- _Task directions_
Every line in the entries where "utility" is found should be copied.
BEGIN The data
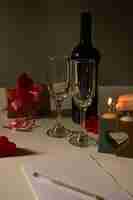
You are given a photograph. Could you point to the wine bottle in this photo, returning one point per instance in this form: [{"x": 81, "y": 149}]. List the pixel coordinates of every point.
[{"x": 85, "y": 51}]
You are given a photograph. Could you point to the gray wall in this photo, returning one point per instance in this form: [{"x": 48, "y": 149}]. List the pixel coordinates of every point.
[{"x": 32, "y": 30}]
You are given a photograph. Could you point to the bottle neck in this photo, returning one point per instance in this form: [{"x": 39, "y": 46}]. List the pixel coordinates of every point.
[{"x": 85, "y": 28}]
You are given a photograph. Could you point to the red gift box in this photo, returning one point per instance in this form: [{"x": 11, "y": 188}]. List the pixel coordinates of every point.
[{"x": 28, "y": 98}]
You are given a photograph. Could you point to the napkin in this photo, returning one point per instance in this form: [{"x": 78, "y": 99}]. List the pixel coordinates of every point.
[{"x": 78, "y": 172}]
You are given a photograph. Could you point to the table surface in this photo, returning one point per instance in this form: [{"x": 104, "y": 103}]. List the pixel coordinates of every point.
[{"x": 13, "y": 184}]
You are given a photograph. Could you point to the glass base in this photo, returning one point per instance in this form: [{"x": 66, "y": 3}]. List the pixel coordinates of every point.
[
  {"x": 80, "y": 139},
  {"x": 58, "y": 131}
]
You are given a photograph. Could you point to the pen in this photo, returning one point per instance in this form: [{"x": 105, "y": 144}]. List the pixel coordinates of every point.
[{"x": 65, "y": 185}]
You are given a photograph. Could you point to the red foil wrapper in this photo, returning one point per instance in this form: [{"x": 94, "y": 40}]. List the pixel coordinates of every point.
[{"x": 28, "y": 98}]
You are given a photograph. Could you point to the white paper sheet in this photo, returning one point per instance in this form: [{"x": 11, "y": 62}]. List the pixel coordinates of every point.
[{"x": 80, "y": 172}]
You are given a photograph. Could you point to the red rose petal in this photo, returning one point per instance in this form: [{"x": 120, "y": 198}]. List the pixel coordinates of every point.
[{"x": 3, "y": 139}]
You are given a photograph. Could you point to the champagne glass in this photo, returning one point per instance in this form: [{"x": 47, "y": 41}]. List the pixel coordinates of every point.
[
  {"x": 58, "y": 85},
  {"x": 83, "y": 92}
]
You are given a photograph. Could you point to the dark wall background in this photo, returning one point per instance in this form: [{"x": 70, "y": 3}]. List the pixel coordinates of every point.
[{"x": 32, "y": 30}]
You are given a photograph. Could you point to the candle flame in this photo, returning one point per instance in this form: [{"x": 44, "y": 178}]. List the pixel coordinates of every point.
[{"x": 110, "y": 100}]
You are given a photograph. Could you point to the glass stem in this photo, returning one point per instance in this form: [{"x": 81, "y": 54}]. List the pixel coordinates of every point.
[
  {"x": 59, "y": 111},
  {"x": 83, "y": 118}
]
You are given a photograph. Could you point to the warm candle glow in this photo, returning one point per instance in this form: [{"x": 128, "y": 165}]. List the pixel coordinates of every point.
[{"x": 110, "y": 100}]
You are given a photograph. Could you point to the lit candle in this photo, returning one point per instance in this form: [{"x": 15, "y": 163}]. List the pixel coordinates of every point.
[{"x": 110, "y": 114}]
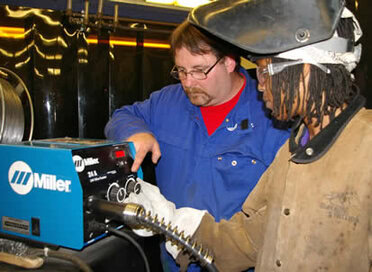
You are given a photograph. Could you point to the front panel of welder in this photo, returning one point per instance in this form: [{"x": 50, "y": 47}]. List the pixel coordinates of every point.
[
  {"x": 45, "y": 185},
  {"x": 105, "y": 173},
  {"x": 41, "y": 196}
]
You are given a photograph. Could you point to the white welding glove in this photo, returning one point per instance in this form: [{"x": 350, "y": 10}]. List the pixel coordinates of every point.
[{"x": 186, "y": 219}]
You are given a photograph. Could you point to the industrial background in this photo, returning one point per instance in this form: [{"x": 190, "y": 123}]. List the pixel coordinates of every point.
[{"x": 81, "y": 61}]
END The data
BEGIN The data
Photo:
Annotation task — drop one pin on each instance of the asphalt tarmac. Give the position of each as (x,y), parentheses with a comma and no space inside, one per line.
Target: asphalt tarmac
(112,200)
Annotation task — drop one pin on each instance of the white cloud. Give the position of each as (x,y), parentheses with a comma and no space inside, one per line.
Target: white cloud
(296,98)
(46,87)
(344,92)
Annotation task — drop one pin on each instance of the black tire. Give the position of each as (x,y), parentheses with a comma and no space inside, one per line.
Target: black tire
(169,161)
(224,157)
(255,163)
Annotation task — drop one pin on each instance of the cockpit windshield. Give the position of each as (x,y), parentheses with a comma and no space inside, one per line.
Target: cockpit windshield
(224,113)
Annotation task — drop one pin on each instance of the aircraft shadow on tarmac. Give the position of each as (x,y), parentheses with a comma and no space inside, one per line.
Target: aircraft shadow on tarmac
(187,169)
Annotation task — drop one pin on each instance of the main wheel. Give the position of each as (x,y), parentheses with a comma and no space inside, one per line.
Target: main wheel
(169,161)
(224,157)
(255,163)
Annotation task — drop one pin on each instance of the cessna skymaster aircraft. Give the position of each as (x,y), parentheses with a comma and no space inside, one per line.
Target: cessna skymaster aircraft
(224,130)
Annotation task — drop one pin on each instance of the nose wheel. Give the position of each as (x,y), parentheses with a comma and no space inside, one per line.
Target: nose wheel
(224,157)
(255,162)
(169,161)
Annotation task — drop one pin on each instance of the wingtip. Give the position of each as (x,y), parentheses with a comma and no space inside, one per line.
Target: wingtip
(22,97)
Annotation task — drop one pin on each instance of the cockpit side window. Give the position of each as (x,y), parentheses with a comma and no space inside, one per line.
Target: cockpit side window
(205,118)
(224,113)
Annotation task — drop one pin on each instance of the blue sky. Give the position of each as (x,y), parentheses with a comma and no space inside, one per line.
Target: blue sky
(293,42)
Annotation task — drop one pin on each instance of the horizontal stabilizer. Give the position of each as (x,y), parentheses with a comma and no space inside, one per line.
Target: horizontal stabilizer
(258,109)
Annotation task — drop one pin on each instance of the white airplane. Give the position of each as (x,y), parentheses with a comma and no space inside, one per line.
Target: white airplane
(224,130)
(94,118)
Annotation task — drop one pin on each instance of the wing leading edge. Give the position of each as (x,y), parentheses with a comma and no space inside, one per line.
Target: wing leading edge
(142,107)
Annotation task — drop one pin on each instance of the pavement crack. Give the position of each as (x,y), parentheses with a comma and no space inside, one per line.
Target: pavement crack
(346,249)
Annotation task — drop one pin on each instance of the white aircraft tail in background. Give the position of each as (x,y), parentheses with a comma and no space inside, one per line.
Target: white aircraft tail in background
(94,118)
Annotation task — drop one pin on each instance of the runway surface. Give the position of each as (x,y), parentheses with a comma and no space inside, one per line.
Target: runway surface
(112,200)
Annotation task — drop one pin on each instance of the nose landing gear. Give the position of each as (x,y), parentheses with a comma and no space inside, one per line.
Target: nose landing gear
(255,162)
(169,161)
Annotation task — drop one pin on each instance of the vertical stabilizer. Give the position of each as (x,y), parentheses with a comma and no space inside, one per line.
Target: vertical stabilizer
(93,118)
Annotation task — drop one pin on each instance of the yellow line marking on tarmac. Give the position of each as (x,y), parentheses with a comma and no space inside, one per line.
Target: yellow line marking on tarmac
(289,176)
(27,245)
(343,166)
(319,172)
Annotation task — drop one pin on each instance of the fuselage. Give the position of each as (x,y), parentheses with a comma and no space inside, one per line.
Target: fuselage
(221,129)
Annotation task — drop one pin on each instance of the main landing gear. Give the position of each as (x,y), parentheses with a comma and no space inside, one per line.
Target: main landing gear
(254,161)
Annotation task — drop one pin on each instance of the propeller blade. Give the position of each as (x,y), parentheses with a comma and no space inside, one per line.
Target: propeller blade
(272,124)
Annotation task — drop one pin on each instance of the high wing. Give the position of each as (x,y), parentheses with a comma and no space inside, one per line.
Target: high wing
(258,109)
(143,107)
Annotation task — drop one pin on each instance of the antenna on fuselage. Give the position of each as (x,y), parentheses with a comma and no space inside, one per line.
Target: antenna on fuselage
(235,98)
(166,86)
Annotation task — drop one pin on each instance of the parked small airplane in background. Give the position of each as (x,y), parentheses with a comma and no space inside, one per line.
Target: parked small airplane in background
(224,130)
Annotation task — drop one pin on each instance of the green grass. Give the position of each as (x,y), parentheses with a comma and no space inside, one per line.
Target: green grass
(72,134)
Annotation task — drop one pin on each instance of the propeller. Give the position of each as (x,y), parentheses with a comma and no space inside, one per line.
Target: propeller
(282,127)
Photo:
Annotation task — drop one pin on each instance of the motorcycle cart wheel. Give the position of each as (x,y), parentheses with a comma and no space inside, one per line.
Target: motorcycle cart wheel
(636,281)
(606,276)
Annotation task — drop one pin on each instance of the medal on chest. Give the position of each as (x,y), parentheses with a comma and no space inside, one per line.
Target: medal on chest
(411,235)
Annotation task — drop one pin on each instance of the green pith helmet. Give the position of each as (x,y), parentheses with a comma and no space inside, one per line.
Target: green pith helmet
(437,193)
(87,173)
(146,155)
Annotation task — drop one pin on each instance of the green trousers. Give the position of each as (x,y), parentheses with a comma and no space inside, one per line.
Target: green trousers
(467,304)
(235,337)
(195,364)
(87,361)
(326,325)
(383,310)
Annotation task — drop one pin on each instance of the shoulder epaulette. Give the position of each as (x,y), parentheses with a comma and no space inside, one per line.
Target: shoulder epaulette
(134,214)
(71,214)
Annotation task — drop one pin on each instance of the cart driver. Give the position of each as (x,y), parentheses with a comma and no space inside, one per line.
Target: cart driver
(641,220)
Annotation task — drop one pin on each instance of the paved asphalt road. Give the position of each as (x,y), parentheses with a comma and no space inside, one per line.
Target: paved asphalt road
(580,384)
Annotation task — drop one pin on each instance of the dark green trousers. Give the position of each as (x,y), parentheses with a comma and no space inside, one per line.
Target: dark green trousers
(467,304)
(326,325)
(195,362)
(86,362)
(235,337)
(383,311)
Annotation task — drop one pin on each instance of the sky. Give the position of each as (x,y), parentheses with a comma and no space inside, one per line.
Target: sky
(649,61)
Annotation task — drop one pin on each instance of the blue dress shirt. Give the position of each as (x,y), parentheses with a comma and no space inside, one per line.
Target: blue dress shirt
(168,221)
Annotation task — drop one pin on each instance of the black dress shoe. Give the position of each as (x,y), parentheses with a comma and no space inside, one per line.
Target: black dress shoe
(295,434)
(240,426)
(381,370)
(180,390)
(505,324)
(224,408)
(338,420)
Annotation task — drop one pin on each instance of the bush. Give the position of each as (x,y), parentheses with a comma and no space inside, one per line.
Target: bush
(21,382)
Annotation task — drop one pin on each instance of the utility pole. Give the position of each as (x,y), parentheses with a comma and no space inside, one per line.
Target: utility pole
END The data
- _Finished exercise_
Annotation task — drop one pin on each instance of the utility pole. Give the position of each as (x,y), parentheses with a comma and no space inside, one per line.
Target: utility pole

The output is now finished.